### Passage to read
CLSA is fighting back following a wave of departures as a fixed income trading  boom has sparked a hiring offensive across the industry.

CLSA has increased pay by 30% to retain junior staff and is also boosting compensation as seeks to recruit senior talent from Chinese rivals.  Now it has hired Henry Yip as head of fixed income sales from China Construction Bank International (CCBI), while Carl Wang has joined in high yield credit trading from CEB International.

Wang’s hire underlines the new approach CLSA has adopted to lure talent – sources say CLSA originally approached him last autumn. “Following the departures CLSA has committed to being more aggressive on pay,” said one banker. 

The hiring offensive comes after the Citic-owned brokerage was hit by a wave of departures from its fixed income sales and trading teams.

The departures began in January when Leo Tong quit to join Japan’s  SMBC Nikko as head of fixed income and capital markets, taking a team with him  including Gary Lam and Luke Yang.  At least seven staff have quit, including three to new bond trading platform Trumid.

The exodus from Citic was sparked by internal upheaval after its parent is said to have cut risk limits. But it’s also been driven by a battle for talent as international and Chinese firms look to keep pace with a trading boom.

Over at SMBC, Tong is building his team. Francis Hong from Citic Bank International, Citic’s Hong Kong subsidiary, has joined in investment grade credit trading.

Citic Bank International has retaliated with two senior hires – it has recruited Ted Liu as head of credit trading from Guotai Junan International and also lured Dennis Di Shen from Citibank to join its investment grade credit trading team.

One reason for the recruitment offensive is that China’s high yield market is booming and banks are scrambling to serve new issuers. “Everyone wants to get in on the action,” says Akshay Mirpuri, head of fixed income trading recruitment at Eton Clarke. “At times it can seem like musical chairs where one move instigates a chain reaction. It seems inevitable there will continue to be more hires and moves in the second quarter.” 

Western firms are also expanding and looking to pluck talent from Chinese firms which generally cannot compete on pay. Goldman Sachs is building up its trading business in Hong Kong following the appointment last summer of Conor Yuan as head of emerging markets credit flow trading in Asia.  Yuan, the former head of UBS’s Asia credit trading operations, replaced Amanda Wu, who joined Morgan Stanley.  "Chinese firms are proving themselves more willing to match western firms in terms of paying up to retain talent," said Mirpuri.
######
### Information provided
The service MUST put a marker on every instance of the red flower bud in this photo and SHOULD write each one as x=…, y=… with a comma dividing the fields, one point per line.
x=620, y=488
######
**Prompt 1**
From the article on fixed income hiring, extract everything from "The departures began" down to "trading platform Trumid.".
**Prompt 2**
According to the article on fixed income hiring, by what percentage did CLSA increase pay to retain junior staff?
The material has no connection to the article on fixed income hiring.

**Exercise result 1**
The departures began in January when Leo Tong quit to join Japan’s  SMBC Nikko as head of fixed income and capital markets, taking a team with him  including Gary Lam and Luke Yang.  At least seven staff have quit, including three to new bond trading platform Trumid.

**Exercise result 2**
30%